##### SUPPLIED ENTRIES
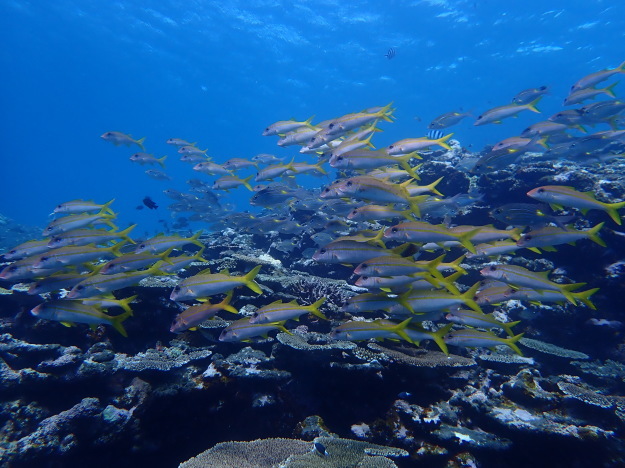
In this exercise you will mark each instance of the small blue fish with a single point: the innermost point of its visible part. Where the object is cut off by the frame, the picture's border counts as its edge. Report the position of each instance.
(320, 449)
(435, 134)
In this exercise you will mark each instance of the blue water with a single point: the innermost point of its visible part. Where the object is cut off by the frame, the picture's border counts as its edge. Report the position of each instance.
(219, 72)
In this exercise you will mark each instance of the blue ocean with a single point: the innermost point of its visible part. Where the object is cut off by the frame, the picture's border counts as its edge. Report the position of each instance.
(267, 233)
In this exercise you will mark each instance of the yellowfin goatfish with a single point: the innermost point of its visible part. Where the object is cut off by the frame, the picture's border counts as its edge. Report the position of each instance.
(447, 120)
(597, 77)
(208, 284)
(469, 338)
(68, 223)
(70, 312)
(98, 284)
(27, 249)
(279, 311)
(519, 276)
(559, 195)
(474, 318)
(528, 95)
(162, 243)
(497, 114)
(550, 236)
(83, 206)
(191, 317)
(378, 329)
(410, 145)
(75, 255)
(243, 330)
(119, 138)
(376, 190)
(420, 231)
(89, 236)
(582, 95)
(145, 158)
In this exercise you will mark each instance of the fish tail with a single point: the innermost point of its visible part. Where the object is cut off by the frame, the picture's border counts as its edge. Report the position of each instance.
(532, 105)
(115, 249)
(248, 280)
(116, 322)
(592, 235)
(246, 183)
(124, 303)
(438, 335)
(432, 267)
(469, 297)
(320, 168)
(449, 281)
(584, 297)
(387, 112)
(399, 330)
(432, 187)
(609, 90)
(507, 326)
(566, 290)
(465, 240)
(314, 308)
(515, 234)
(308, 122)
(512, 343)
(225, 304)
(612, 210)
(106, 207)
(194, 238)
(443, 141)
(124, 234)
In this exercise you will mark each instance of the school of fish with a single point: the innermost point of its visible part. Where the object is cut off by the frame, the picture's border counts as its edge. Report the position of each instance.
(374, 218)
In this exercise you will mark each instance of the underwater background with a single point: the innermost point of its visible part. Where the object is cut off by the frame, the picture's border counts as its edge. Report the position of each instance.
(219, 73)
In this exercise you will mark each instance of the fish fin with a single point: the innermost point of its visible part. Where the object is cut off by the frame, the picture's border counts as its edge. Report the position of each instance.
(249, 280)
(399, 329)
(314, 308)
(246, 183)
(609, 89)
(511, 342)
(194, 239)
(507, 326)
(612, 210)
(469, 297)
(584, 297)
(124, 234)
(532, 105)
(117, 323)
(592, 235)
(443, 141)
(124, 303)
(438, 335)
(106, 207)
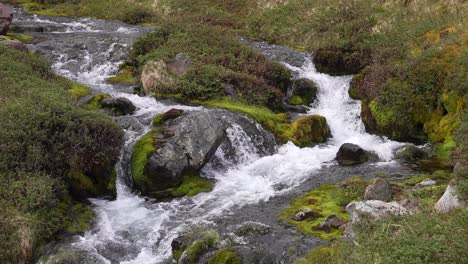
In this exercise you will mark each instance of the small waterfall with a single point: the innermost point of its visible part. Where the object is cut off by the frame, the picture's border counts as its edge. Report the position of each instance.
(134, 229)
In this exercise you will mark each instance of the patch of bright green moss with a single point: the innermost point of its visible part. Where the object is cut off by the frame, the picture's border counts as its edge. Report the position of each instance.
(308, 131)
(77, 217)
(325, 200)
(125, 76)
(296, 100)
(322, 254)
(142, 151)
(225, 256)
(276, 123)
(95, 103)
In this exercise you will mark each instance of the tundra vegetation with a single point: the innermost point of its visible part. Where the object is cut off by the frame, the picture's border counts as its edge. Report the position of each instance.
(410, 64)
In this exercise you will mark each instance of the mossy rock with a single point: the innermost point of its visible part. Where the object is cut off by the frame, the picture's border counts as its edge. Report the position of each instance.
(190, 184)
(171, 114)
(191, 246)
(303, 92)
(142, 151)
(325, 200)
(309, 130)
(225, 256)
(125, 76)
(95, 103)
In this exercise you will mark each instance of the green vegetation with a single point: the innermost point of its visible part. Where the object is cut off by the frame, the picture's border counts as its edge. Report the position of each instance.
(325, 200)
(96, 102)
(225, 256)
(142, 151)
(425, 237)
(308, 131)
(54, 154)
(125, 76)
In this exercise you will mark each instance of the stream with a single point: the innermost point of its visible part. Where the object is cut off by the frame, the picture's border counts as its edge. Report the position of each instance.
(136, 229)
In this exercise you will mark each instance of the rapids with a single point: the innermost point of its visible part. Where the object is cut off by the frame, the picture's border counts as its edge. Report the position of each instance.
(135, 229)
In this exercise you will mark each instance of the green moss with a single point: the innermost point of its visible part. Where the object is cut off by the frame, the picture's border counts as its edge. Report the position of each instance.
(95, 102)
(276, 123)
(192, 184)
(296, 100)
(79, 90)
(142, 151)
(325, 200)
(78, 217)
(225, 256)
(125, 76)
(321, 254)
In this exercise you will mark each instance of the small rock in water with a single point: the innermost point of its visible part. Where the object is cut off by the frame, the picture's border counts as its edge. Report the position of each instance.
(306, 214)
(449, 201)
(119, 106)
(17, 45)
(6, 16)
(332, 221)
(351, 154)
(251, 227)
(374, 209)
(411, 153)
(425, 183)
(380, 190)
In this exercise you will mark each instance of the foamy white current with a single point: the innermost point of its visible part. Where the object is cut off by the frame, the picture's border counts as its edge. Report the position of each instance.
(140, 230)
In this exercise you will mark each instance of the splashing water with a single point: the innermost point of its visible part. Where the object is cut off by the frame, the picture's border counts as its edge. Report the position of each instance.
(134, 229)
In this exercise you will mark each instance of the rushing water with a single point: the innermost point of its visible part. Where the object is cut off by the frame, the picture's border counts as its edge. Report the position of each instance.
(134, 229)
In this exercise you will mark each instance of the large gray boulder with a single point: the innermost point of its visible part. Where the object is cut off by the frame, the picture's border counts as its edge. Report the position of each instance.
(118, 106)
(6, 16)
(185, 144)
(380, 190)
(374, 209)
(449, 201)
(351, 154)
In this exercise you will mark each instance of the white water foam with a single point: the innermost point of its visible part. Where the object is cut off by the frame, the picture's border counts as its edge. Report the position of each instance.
##########
##### SUPPLIED ENTRIES
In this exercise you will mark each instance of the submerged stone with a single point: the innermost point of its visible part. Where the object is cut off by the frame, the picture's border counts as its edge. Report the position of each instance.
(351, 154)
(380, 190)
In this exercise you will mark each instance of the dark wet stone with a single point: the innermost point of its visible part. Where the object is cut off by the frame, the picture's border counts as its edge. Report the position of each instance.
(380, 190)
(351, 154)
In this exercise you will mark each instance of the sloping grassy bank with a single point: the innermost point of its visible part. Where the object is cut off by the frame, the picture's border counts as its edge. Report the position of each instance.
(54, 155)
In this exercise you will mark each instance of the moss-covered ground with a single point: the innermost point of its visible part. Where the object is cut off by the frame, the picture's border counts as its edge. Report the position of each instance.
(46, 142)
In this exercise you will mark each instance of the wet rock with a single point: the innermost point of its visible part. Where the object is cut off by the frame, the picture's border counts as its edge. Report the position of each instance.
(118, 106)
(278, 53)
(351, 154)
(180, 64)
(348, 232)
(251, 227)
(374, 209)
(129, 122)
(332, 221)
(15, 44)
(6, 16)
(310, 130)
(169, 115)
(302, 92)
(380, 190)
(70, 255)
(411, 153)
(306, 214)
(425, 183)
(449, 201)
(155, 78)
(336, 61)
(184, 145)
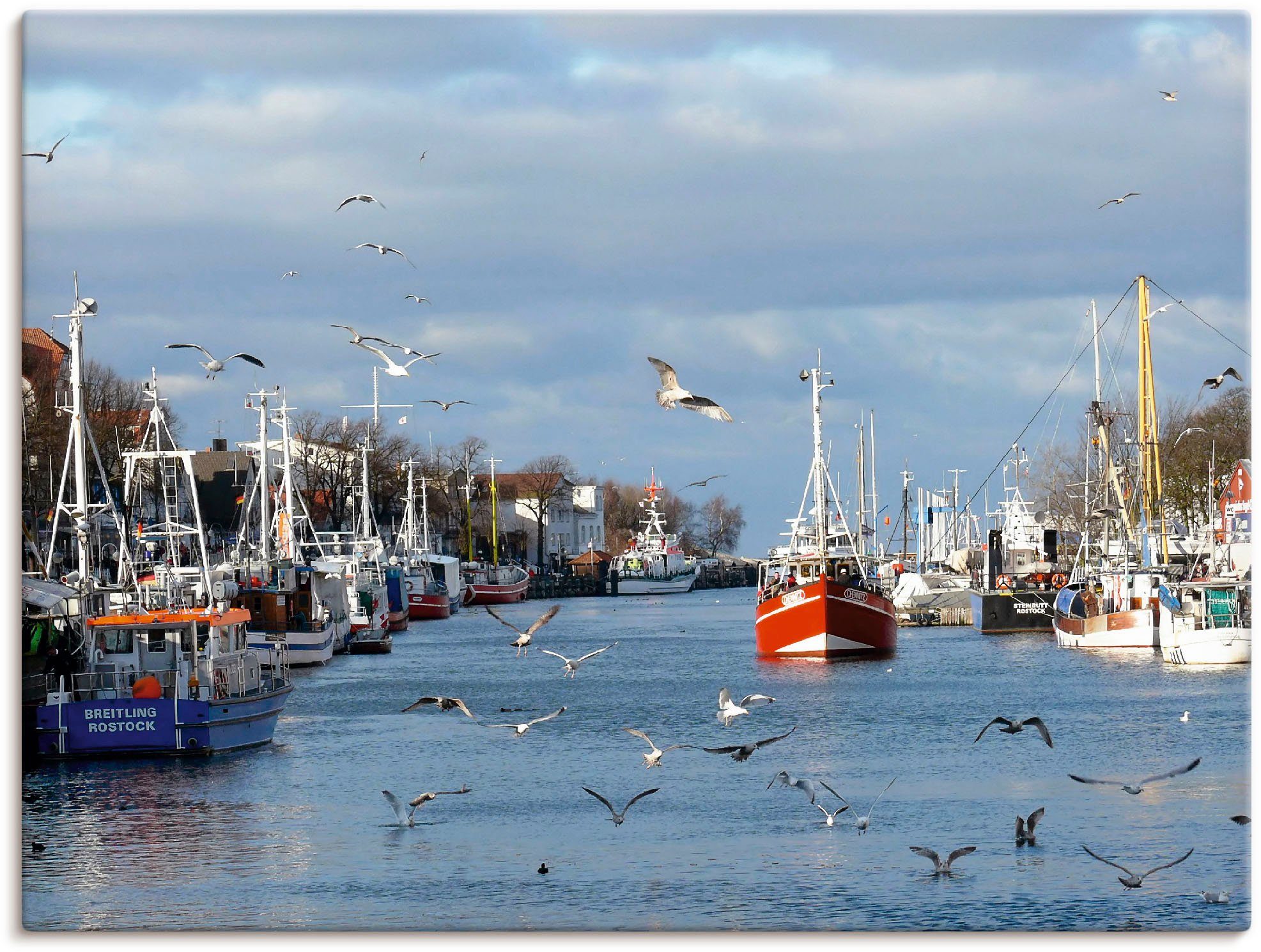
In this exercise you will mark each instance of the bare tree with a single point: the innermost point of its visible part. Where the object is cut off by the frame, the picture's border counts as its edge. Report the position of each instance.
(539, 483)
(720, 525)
##########
Locate every line in the material above that contains the word "splashing", and reproduce each such line in full.

In this exercise you will mark each instance of the splashing water with a single point: the innermost point of its visible part. Where the object is cut off by the frame, the picture's border counts as its edge. Report the position of each instance.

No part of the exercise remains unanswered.